Objective: Print the listing below line for line, with no changes.

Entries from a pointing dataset

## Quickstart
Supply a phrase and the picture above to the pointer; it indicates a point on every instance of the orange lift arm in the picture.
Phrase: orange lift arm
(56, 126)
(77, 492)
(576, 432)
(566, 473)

Problem solution:
## Quickstart
Supply a phrase and the picture above to the pointer; it indicates a point on every instance of the orange lift arm in the picture.
Phrase: orange lift arm
(56, 126)
(77, 492)
(576, 432)
(566, 473)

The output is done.